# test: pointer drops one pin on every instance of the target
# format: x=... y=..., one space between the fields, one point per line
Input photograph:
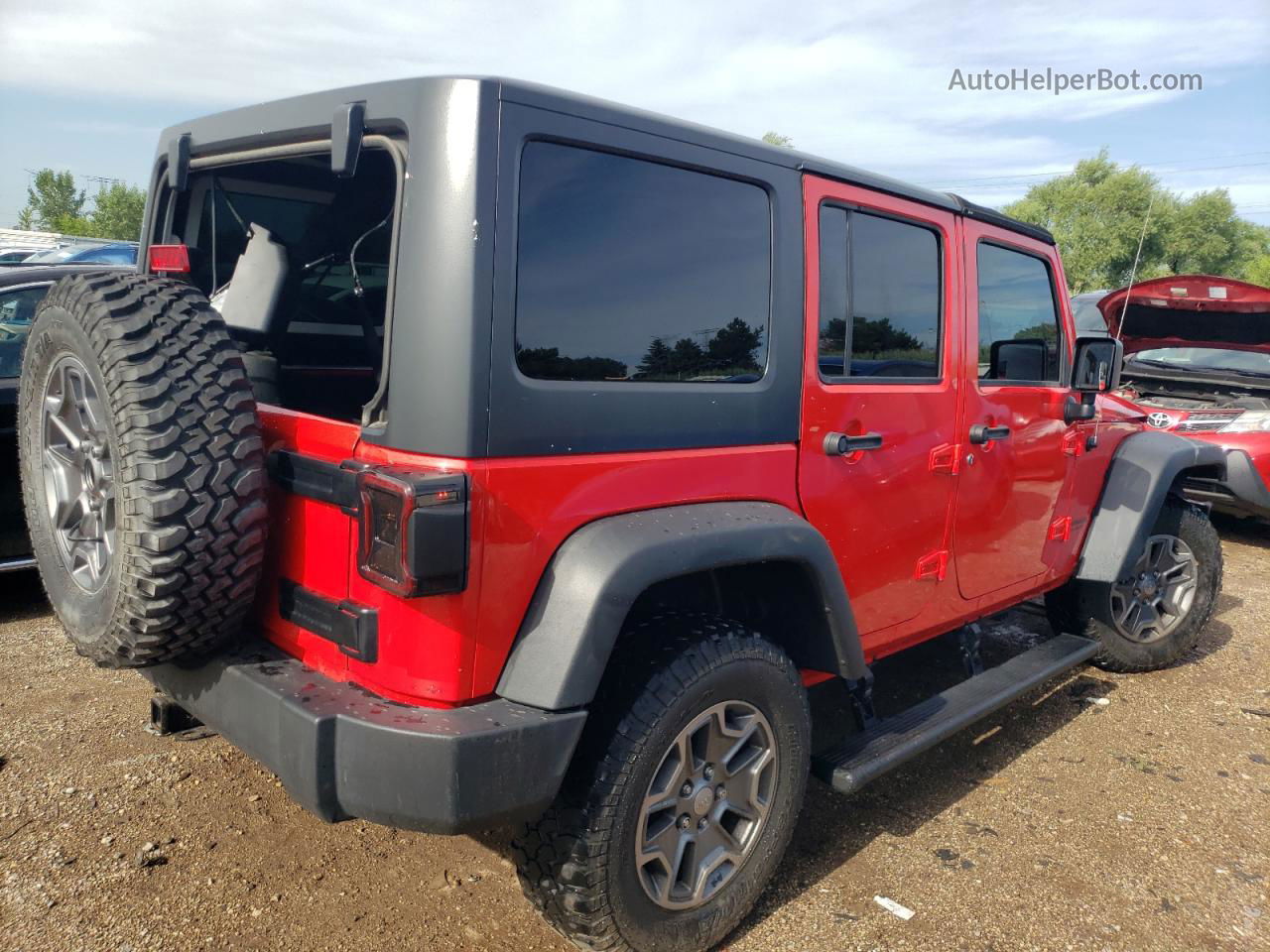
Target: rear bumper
x=341 y=752
x=1242 y=492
====
> **Problem to solve**:
Extract every line of the data exactly; pictures stay out.

> **Response to this task**:
# test: pointer drops one pin on every instance of the target
# format: x=... y=..., one space between the fields, one point per line
Input photograph:
Target: rear bumper
x=341 y=752
x=1242 y=492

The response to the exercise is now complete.